文書抜粋:

▬▬▬▬▬▬▬▬▬▬

2013.12.

「忘れないで」

 友人から宅配便が届いた。
福島県石巻市「白謙蒲鉾店」の笹かまぼこだった。
お礼の電話に「忘れないで欲しいからね」と笑いながらの返事。
「忘れないで」は長く会っていない自分のことではなく、カマボコを作りつづけている石巻の人たち、いまだ、普通の日常が取り戻せていない東日本の現状のことだとハッと気づく。

 友人は展覧会の絵や彫刻の展示のプロであり、私は20年来いろいろなところでお世話になった。
2011年10月から仙台文学館で展覧会をすることになり、ここでもすべての展示を引き受けてもらった。
友人のふるさとは石巻。
高齢の両親の住む家は半壊。
半年経ってもまだ津波地震、原発の被害の生々しい中、何度も東京から戻っては片付けをしてきたらしい。
その時嬉しげに「シラケンの笹かま、お土産にしておくれ」と言われた。

▬▬▬▬▬▬▬▬▬▬

提供データ:
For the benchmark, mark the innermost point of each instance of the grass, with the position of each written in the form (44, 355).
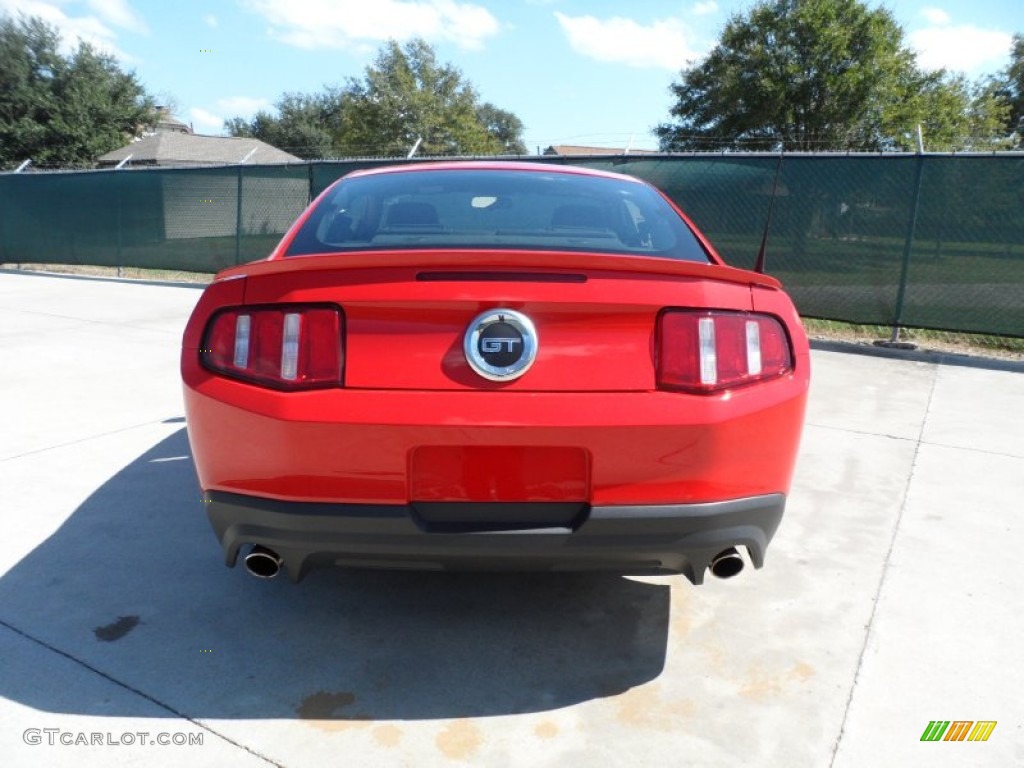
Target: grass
(127, 272)
(1001, 347)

▬▬▬▬▬▬▬▬▬▬

作業内容:
[1] 笹かまぼこの随筆について、表題を含めてかぎかっこ「」で囲まれた語句を、出てくる順にすべて書き出してください。同じ語句が二度出る場合は二度とも挙げること。
[2] 笹かまぼこの随筆を、最後の一文の次から書き継いでください。
上記の資料は、笹かまぼこの随筆とは別個のものです。

作業ごとの結果:
[1]
「忘れないで」
「白謙蒲鉾店」
「忘れないで欲しいからね」
「忘れないで」
「シラケンの笹かま、お土産にしておくれ」

[2]
地元の人にとって津波から一ヶ月後にはもう営業を再開して立ち上がった名物カマボコ。
小さくでも大きな誇りだったのだ。

 忘れないで覚えておくこと。支え続けること。
簡単そうでむつかしい。

 すでに、あの東日本のことを思い出すのはテレビから流れる「はながさく」の曲が流れるときだけ。
時折報じられる福島第一原発での進まぬ事故処理のこと。
家だけではなく村全体を失った浪江町、双葉町、大熊町、そしてその周辺の村や町。
もうすぐ3年。
忘れてはいないだろうか。

 このところ「特定秘密法」のことを見聞きしない日はない。
でも、法案は国会を通過、案ではなくこれからは法になる。
次第に私たちの目や耳に届かないところで何かが決まり、忘れてしまった頃に、とんでもないところに私たちは立っていることになるのではないか。
戦争を体験していない多くの私たちは、密かな足音を聞き分ける体験はない。
だからこそ、今起きていることに目を凝らし、過去のこと忘れないでいないといけない。

 子どもの頃に、読んでもらった本の絵、言葉。
大切な大人が一生懸命教えてくれたこと。
親子でいった野山。
流れる海峡。
全て誰かから誰かへの「忘れないで」の贈り物ではないか。
新しい2014年を前にあなたは何を贈りますか?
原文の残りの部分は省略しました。